- _TASK DATA_:
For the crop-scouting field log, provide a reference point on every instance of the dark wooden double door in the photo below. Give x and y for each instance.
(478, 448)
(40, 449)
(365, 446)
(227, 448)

- _ACTIVITY_:
Transcribe the records in full, so that each line reads exactly as before.

- _ANSWER SECTION_:
For the crop-scouting field log, provide a reference point on every instance of the dark wooden double door in the photo below. Give x and y for each instance.
(478, 448)
(40, 449)
(365, 446)
(227, 448)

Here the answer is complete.